§ Stated problem
Transcribe all of the data exactly. Omit the pictures.

§ Data lines
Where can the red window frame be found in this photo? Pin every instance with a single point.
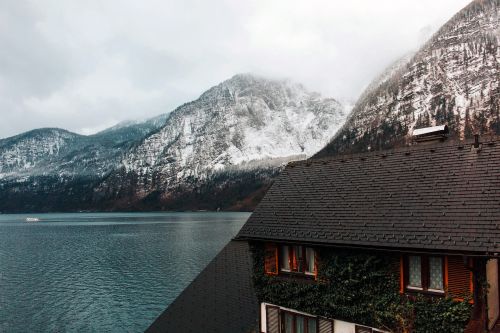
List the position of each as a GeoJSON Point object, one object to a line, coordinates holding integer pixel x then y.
{"type": "Point", "coordinates": [425, 274]}
{"type": "Point", "coordinates": [297, 265]}
{"type": "Point", "coordinates": [294, 325]}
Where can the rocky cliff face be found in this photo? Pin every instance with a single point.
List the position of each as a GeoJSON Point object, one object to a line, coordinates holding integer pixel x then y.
{"type": "Point", "coordinates": [454, 79]}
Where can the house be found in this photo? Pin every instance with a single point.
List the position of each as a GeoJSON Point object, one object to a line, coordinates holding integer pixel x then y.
{"type": "Point", "coordinates": [402, 240]}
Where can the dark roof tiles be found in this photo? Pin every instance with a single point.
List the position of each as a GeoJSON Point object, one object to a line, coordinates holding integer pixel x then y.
{"type": "Point", "coordinates": [220, 299]}
{"type": "Point", "coordinates": [438, 197]}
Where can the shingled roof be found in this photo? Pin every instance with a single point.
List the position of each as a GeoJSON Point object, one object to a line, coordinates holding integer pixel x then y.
{"type": "Point", "coordinates": [220, 299]}
{"type": "Point", "coordinates": [432, 197]}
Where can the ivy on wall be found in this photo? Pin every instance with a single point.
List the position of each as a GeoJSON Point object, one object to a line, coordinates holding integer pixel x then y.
{"type": "Point", "coordinates": [362, 288]}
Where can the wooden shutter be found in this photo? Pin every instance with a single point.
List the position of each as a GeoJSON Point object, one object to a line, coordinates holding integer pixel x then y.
{"type": "Point", "coordinates": [363, 329]}
{"type": "Point", "coordinates": [271, 259]}
{"type": "Point", "coordinates": [325, 325]}
{"type": "Point", "coordinates": [272, 319]}
{"type": "Point", "coordinates": [459, 277]}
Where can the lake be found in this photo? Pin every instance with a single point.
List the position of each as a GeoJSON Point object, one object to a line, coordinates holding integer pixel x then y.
{"type": "Point", "coordinates": [106, 272]}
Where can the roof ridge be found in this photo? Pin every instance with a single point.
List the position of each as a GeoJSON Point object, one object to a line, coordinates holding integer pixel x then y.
{"type": "Point", "coordinates": [415, 147]}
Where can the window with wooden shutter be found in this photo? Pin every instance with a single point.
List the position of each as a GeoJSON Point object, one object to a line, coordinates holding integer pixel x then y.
{"type": "Point", "coordinates": [272, 319]}
{"type": "Point", "coordinates": [423, 273]}
{"type": "Point", "coordinates": [363, 329]}
{"type": "Point", "coordinates": [298, 260]}
{"type": "Point", "coordinates": [325, 325]}
{"type": "Point", "coordinates": [459, 277]}
{"type": "Point", "coordinates": [271, 259]}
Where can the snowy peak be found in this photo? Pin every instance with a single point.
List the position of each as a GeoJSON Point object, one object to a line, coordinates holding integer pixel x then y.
{"type": "Point", "coordinates": [242, 120]}
{"type": "Point", "coordinates": [453, 79]}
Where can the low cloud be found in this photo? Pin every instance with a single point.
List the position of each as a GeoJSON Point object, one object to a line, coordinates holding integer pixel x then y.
{"type": "Point", "coordinates": [86, 65]}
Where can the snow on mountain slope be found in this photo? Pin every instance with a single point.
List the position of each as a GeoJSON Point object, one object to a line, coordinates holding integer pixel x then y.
{"type": "Point", "coordinates": [24, 152]}
{"type": "Point", "coordinates": [243, 119]}
{"type": "Point", "coordinates": [52, 151]}
{"type": "Point", "coordinates": [452, 79]}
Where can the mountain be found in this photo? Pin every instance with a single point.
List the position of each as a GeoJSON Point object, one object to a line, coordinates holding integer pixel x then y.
{"type": "Point", "coordinates": [453, 79]}
{"type": "Point", "coordinates": [50, 151]}
{"type": "Point", "coordinates": [219, 151]}
{"type": "Point", "coordinates": [242, 125]}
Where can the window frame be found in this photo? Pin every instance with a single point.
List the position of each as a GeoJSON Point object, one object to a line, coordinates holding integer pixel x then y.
{"type": "Point", "coordinates": [425, 274]}
{"type": "Point", "coordinates": [294, 315]}
{"type": "Point", "coordinates": [292, 257]}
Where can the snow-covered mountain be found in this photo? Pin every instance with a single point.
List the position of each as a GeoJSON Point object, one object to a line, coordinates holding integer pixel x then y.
{"type": "Point", "coordinates": [53, 151]}
{"type": "Point", "coordinates": [234, 136]}
{"type": "Point", "coordinates": [454, 79]}
{"type": "Point", "coordinates": [241, 123]}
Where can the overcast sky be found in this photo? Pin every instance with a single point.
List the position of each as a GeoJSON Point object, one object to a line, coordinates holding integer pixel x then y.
{"type": "Point", "coordinates": [86, 65]}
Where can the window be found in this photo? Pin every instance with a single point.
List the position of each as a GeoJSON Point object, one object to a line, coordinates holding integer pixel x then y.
{"type": "Point", "coordinates": [296, 323]}
{"type": "Point", "coordinates": [424, 273]}
{"type": "Point", "coordinates": [414, 272]}
{"type": "Point", "coordinates": [436, 273]}
{"type": "Point", "coordinates": [298, 259]}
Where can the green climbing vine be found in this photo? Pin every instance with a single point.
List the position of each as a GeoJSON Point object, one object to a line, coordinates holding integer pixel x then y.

§ Task output
Where can the red window frame be found in this photo? Pin every instance with a single point.
List the position of each as a GeoJSON Point object, one object to a line, coordinates holding integer pixel x then y.
{"type": "Point", "coordinates": [425, 274]}
{"type": "Point", "coordinates": [297, 265]}
{"type": "Point", "coordinates": [294, 325]}
Where can the rocky cliff face be found in this photo? Pin every instance with a single point.
List the position of each as a GeoJSON Point object, one object to a line, coordinates holding integer pixel x then y.
{"type": "Point", "coordinates": [454, 79]}
Where can the house be found in this photo? Pin every instance with a single point.
List the position of each as a GeoJSON Point object, one object to a line, coordinates holding integer pixel x then y.
{"type": "Point", "coordinates": [402, 240]}
Where can the dark roof tiles be found in this photo? Pin every instance with a single point.
List the position of each as a GeoJSON Point object, one object to a line, coordinates holding integer pixel x then y.
{"type": "Point", "coordinates": [220, 299]}
{"type": "Point", "coordinates": [438, 197]}
Where can the shingled roof be found in this photo? Pin every instance with a single point.
List the position of each as a GeoJSON Point object, one object to a line, coordinates holding integer pixel x then y.
{"type": "Point", "coordinates": [220, 299]}
{"type": "Point", "coordinates": [432, 197]}
Where can the ivy on wall be found in this photo? Pin every instance with a single point.
List the position of each as a GeoJSON Point object, one object to a line, coordinates holding integer pixel x then y.
{"type": "Point", "coordinates": [362, 288]}
Where can the wooden shutter be found in this photo? Pin every instance with a single point.
List the position of each as a GeoJSON Point object, one object to a line, coordinates holding integer pixel x then y.
{"type": "Point", "coordinates": [363, 329]}
{"type": "Point", "coordinates": [271, 259]}
{"type": "Point", "coordinates": [325, 325]}
{"type": "Point", "coordinates": [272, 319]}
{"type": "Point", "coordinates": [459, 277]}
Where can the lake be found in this photo? Pin every instance with a single point.
List the position of each as a GeoJSON Point object, one object to a line, coordinates holding integer pixel x then y.
{"type": "Point", "coordinates": [106, 272]}
Where can the roof ridge be found in this photo? Pin every instance with a single point.
List the position of each as a GeoJSON Point object, one object to a line, coordinates holding integer pixel x then y.
{"type": "Point", "coordinates": [415, 147]}
Where can the window with wooden shutter be found in this photo? Pin every instance with a single point.
List the position of each as a GeoJSON Point object, one object to a line, coordinates holding integer pixel x then y.
{"type": "Point", "coordinates": [272, 319]}
{"type": "Point", "coordinates": [423, 273]}
{"type": "Point", "coordinates": [363, 329]}
{"type": "Point", "coordinates": [298, 260]}
{"type": "Point", "coordinates": [325, 325]}
{"type": "Point", "coordinates": [459, 277]}
{"type": "Point", "coordinates": [271, 259]}
Where can the snowy peak be found in this photo? Pin every instance with a single point.
List the position of each as a GeoJSON Point object, one object to a line, coordinates holding integer pixel x then y.
{"type": "Point", "coordinates": [242, 120]}
{"type": "Point", "coordinates": [453, 79]}
Where can the low cloud be found in this photo? Pin every instance with a single point.
List the position of each as a GeoJSON Point object, one object to a line, coordinates holding integer pixel x then y.
{"type": "Point", "coordinates": [86, 65]}
Where can the snow on mountain slope be found in this photo? Pin every instance with a single point.
List the position of each as a GeoJSON Point object, one object to a line, coordinates holding integer pixel x then y.
{"type": "Point", "coordinates": [24, 152]}
{"type": "Point", "coordinates": [243, 119]}
{"type": "Point", "coordinates": [52, 151]}
{"type": "Point", "coordinates": [452, 79]}
Where can the mountain be found in this photo? Pin every instance with a single point.
List the position of each as a GeoJSON Point object, one object to a line, coordinates holding integer pixel x then y.
{"type": "Point", "coordinates": [453, 79]}
{"type": "Point", "coordinates": [50, 151]}
{"type": "Point", "coordinates": [219, 151]}
{"type": "Point", "coordinates": [242, 125]}
Where can the window frame be found in this photo? Pin every instance with a single point.
List the position of each as a GeoJSON Point object, one object to a line, coordinates holding integer pixel x then y.
{"type": "Point", "coordinates": [425, 274]}
{"type": "Point", "coordinates": [294, 315]}
{"type": "Point", "coordinates": [292, 257]}
Where can the snow-covered mountain be found in this photo? Pin every instance with a single point.
List the position of each as a GeoJSON Point object, one object to a line, coordinates holding integer pixel x then y.
{"type": "Point", "coordinates": [53, 151]}
{"type": "Point", "coordinates": [234, 136]}
{"type": "Point", "coordinates": [454, 79]}
{"type": "Point", "coordinates": [241, 123]}
Where can the overcast sky be found in this photo? Pin every instance with a single point.
List the position of each as a GeoJSON Point object, one object to a line, coordinates holding integer pixel x then y.
{"type": "Point", "coordinates": [86, 65]}
Where can the window be found in this photo? Pin every instance with a single point.
List the position of each as a GeoJSON Point object, one object to a line, coordinates holding integer pixel x then y.
{"type": "Point", "coordinates": [296, 323]}
{"type": "Point", "coordinates": [424, 273]}
{"type": "Point", "coordinates": [414, 272]}
{"type": "Point", "coordinates": [436, 273]}
{"type": "Point", "coordinates": [298, 259]}
Where can the green climbing vine be found in this photo? Pin every instance with a single point.
List the position of each as a GeoJSON Point object, one object to a line, coordinates holding integer pixel x then y.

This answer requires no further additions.